What is needed:
Set down all the data again. Change nothing.

Saved data entries:
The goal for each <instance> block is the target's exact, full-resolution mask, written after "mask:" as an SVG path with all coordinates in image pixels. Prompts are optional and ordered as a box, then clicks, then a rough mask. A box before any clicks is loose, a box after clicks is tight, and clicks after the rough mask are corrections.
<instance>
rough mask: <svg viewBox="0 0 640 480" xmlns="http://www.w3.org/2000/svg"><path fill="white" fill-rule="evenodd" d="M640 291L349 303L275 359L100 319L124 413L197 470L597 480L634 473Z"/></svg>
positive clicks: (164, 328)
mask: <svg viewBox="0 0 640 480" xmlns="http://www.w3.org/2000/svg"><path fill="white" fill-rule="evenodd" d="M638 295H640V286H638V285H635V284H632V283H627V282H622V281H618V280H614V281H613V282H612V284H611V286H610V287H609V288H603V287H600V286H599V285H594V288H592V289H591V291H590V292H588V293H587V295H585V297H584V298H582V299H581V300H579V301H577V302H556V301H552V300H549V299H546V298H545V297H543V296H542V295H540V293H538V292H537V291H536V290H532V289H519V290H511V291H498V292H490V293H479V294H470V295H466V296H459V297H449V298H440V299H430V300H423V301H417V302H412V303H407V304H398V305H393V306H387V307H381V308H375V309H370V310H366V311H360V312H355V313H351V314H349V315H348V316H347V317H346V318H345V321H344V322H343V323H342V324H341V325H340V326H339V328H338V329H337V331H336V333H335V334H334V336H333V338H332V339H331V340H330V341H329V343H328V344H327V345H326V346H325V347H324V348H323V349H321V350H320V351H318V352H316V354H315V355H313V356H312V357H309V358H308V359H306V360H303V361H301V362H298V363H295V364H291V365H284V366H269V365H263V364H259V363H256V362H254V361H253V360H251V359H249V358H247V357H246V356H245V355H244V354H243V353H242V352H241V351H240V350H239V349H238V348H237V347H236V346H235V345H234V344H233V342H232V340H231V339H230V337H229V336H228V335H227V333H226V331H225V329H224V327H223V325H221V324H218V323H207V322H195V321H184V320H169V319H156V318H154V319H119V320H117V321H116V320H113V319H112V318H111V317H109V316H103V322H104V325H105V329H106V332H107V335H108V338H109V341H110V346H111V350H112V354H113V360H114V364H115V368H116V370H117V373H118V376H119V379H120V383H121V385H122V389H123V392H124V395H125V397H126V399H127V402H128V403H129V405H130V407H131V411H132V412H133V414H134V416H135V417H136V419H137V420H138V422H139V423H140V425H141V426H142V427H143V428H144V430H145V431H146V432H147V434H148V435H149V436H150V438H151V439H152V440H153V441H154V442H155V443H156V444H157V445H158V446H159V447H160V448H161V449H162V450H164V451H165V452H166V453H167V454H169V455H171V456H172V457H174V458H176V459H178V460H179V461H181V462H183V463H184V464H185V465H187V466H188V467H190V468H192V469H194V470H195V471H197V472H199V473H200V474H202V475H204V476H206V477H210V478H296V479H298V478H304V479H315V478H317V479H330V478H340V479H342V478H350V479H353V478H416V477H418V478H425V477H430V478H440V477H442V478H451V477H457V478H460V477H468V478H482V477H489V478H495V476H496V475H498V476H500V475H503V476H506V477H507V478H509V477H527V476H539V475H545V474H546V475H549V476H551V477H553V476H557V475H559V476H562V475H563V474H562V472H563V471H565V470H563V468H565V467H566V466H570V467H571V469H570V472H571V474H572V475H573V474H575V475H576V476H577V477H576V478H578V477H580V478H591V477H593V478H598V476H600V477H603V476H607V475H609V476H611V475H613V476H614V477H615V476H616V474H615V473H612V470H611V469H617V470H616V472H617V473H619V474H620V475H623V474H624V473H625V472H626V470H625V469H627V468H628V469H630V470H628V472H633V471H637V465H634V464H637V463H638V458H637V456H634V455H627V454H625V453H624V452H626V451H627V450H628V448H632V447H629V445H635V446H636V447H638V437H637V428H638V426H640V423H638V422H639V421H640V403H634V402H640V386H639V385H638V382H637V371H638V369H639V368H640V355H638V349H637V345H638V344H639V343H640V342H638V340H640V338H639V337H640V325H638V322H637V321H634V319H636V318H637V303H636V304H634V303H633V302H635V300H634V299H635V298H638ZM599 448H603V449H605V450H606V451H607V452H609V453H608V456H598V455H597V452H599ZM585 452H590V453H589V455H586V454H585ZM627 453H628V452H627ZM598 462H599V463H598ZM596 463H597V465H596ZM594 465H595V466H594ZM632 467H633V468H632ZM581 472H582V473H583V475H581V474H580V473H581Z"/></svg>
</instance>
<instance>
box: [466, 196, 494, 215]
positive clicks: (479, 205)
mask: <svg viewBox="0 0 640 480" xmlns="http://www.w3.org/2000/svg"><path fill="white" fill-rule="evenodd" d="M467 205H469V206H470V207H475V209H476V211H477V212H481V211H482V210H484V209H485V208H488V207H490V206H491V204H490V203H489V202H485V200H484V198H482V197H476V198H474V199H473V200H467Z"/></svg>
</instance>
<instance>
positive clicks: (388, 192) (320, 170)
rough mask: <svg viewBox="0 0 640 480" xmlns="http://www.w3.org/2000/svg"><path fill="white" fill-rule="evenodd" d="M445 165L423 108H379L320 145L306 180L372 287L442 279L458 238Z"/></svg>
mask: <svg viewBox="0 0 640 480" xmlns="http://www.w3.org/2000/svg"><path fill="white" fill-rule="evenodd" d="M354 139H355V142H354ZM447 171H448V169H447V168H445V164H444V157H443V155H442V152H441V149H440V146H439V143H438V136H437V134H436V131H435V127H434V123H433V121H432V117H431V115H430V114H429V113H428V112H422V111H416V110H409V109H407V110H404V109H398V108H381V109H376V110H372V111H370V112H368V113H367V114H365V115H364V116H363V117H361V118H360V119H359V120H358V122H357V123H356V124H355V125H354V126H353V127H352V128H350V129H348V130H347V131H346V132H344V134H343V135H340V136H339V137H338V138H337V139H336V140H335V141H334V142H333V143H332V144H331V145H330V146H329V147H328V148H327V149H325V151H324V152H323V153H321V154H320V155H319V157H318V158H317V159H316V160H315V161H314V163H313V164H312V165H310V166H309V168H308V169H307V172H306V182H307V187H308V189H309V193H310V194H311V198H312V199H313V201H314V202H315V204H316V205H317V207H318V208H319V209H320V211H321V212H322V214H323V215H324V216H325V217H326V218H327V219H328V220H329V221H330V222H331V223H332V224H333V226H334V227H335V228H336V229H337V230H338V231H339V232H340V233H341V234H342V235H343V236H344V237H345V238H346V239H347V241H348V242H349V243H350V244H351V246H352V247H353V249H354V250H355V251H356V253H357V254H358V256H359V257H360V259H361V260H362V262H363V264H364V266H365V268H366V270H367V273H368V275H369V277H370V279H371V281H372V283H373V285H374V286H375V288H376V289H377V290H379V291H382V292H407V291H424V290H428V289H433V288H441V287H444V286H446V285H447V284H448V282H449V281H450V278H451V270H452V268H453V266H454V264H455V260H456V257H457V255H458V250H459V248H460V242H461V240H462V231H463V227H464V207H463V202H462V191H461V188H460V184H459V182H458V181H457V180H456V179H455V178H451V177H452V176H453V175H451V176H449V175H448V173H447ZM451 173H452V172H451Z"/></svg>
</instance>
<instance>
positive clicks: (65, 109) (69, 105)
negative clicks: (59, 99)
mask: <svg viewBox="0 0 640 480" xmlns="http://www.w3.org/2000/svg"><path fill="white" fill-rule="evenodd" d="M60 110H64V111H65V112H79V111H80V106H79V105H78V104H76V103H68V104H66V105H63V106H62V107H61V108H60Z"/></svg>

Result for this exercise:
The goal for each <instance> block is the target's exact, full-resolution mask, written after "mask:" as an SVG path with all coordinates in image pixels. Prompts are optional and ordered as a box, then clicks, then a rough mask. A box before any clicks is loose, a box after clicks is tight, and clicks after the rough mask are corrections.
<instance>
rough mask: <svg viewBox="0 0 640 480" xmlns="http://www.w3.org/2000/svg"><path fill="white" fill-rule="evenodd" d="M640 291L349 303L275 359L100 319L124 413L197 470L597 480L634 473Z"/></svg>
positive clicks: (164, 328)
mask: <svg viewBox="0 0 640 480" xmlns="http://www.w3.org/2000/svg"><path fill="white" fill-rule="evenodd" d="M638 295H640V286H638V285H635V284H632V283H627V282H622V281H618V280H614V281H613V282H612V284H611V286H610V287H609V288H603V287H600V286H599V285H594V288H592V289H591V291H590V292H588V293H587V295H585V297H584V298H582V299H581V300H579V301H577V302H556V301H552V300H549V299H546V298H545V297H543V296H542V295H540V293H538V292H537V291H536V290H532V289H519V290H511V291H498V292H490V293H479V294H470V295H466V296H459V297H449V298H440V299H430V300H423V301H417V302H412V303H407V304H398V305H393V306H387V307H381V308H375V309H370V310H366V311H360V312H355V313H351V314H349V315H348V316H347V317H346V318H345V321H344V322H343V323H342V324H341V325H340V326H339V328H338V329H337V331H336V333H335V334H334V336H333V338H332V339H331V340H330V341H329V343H328V344H327V345H326V346H325V347H324V348H323V349H321V350H320V351H318V352H316V354H315V355H313V356H312V357H309V358H308V359H306V360H303V361H301V362H298V363H295V364H291V365H284V366H269V365H263V364H259V363H256V362H254V361H253V360H251V359H249V358H247V357H246V356H245V355H244V354H243V353H242V352H241V351H240V350H239V349H238V348H237V347H236V346H235V345H234V344H233V342H232V340H231V339H230V337H229V336H228V335H227V333H226V331H225V329H224V327H223V325H221V324H218V323H207V322H195V321H184V320H169V319H156V318H154V319H119V320H117V321H116V320H113V319H112V318H111V317H109V316H103V322H104V325H105V329H106V332H107V335H108V338H109V341H110V346H111V350H112V354H113V360H114V364H115V368H116V370H117V373H118V376H119V379H120V383H121V385H122V389H123V392H124V395H125V397H126V399H127V402H128V403H129V405H130V407H131V411H132V412H133V414H134V416H135V417H136V419H137V420H138V422H139V423H140V425H141V426H142V427H143V428H144V430H145V431H146V432H147V434H148V435H149V436H150V438H151V439H152V440H153V441H154V442H155V443H156V444H157V445H158V446H159V447H160V448H161V449H162V450H164V451H165V452H166V453H167V454H169V455H171V456H172V457H174V458H176V459H178V460H179V461H181V462H183V463H184V464H185V465H187V466H188V467H190V468H192V469H194V470H195V471H197V472H199V473H200V474H202V475H204V476H206V477H210V478H296V479H298V478H304V479H315V478H317V479H330V478H340V479H342V478H350V479H353V478H416V477H418V478H425V477H430V478H440V477H442V478H451V477H457V478H460V477H468V478H482V477H489V478H495V476H496V475H498V476H500V475H503V476H506V477H507V478H509V477H527V476H539V475H545V474H546V475H549V476H551V477H553V476H557V475H559V476H562V475H563V474H562V472H563V471H565V470H563V468H565V467H566V466H570V467H571V469H570V472H571V474H572V475H573V474H575V475H576V476H577V477H576V478H578V477H580V478H591V477H593V478H598V476H600V477H603V476H607V475H609V476H611V475H613V476H614V477H615V476H616V474H615V473H612V470H611V469H617V470H616V472H617V473H619V474H620V475H623V474H624V473H625V472H626V470H625V469H627V468H628V469H630V470H628V472H633V471H637V465H634V464H637V463H638V458H637V456H634V455H627V454H625V453H624V452H626V451H627V450H628V448H632V447H629V445H635V446H636V447H638V437H637V428H638V426H640V423H638V422H639V421H640V403H634V402H640V386H639V385H638V382H637V371H638V369H639V368H640V355H638V349H637V345H638V344H639V343H640V342H638V340H640V338H639V337H640V325H638V322H637V321H634V319H636V318H637V303H636V304H634V303H633V302H635V300H634V299H635V298H638ZM599 448H603V449H605V450H606V451H607V452H609V453H608V456H598V455H597V452H599ZM585 452H590V453H589V455H586V454H585ZM627 453H628V452H627ZM598 462H599V463H598ZM596 463H597V465H596ZM594 465H595V466H594ZM632 467H633V468H632ZM581 472H582V473H583V475H581V474H580V473H581Z"/></svg>
</instance>
<instance>
box: [466, 196, 494, 215]
positive clicks: (479, 205)
mask: <svg viewBox="0 0 640 480" xmlns="http://www.w3.org/2000/svg"><path fill="white" fill-rule="evenodd" d="M467 205H469V206H470V207H475V209H476V211H477V212H481V211H482V210H484V209H485V208H488V207H490V206H491V204H490V203H489V202H485V200H484V198H482V197H476V198H474V199H473V200H467Z"/></svg>
</instance>
<instance>
positive clicks: (388, 192) (320, 170)
rough mask: <svg viewBox="0 0 640 480" xmlns="http://www.w3.org/2000/svg"><path fill="white" fill-rule="evenodd" d="M445 165L423 108H379L320 145L306 180L372 287L442 279L458 238Z"/></svg>
mask: <svg viewBox="0 0 640 480" xmlns="http://www.w3.org/2000/svg"><path fill="white" fill-rule="evenodd" d="M354 139H355V142H354ZM447 171H448V169H447V168H445V164H444V157H443V155H442V152H441V149H440V146H439V143H438V136H437V134H436V131H435V127H434V123H433V121H432V117H431V115H430V114H429V113H428V112H422V111H416V110H409V109H407V110H404V109H398V108H381V109H376V110H372V111H370V112H368V113H367V114H365V115H364V116H363V117H361V118H360V119H359V120H358V122H357V123H356V124H355V125H354V126H353V127H352V128H350V129H348V130H347V131H346V132H344V134H343V135H340V136H339V137H338V138H337V139H336V140H335V141H334V142H333V143H332V144H331V145H330V146H329V147H328V148H327V149H325V151H324V152H323V153H321V154H320V155H319V157H318V158H317V159H316V160H315V161H314V163H313V164H312V165H310V166H309V168H308V169H307V172H306V182H307V187H308V189H309V193H310V194H311V198H312V199H313V201H314V202H315V204H316V205H317V207H318V208H319V209H320V211H321V212H322V214H323V215H324V216H325V217H326V218H327V219H328V220H329V221H330V222H331V223H332V224H333V226H334V227H335V228H336V229H337V230H338V231H339V232H340V233H341V234H342V235H343V236H344V237H345V238H346V239H347V241H348V242H349V243H350V244H351V246H352V247H353V249H354V250H355V251H356V253H357V254H358V256H359V257H360V259H361V260H362V262H363V264H364V266H365V268H366V270H367V273H368V275H369V277H370V279H371V281H372V283H373V285H374V286H375V288H376V289H377V290H379V291H382V292H407V291H424V290H428V289H433V288H441V287H444V286H446V285H447V284H448V282H449V281H450V278H451V270H452V268H453V266H454V264H455V260H456V257H457V255H458V250H459V248H460V242H461V240H462V231H463V227H464V207H463V202H462V191H461V188H460V184H459V182H458V181H457V180H456V179H455V178H451V177H452V176H453V175H451V176H449V175H448V173H447ZM451 173H452V172H451Z"/></svg>
</instance>
<instance>
positive clicks: (65, 109) (69, 105)
negative clicks: (59, 99)
mask: <svg viewBox="0 0 640 480" xmlns="http://www.w3.org/2000/svg"><path fill="white" fill-rule="evenodd" d="M60 110H64V111H65V112H79V111H80V106H79V105H78V104H76V103H68V104H66V105H63V106H62V107H61V108H60Z"/></svg>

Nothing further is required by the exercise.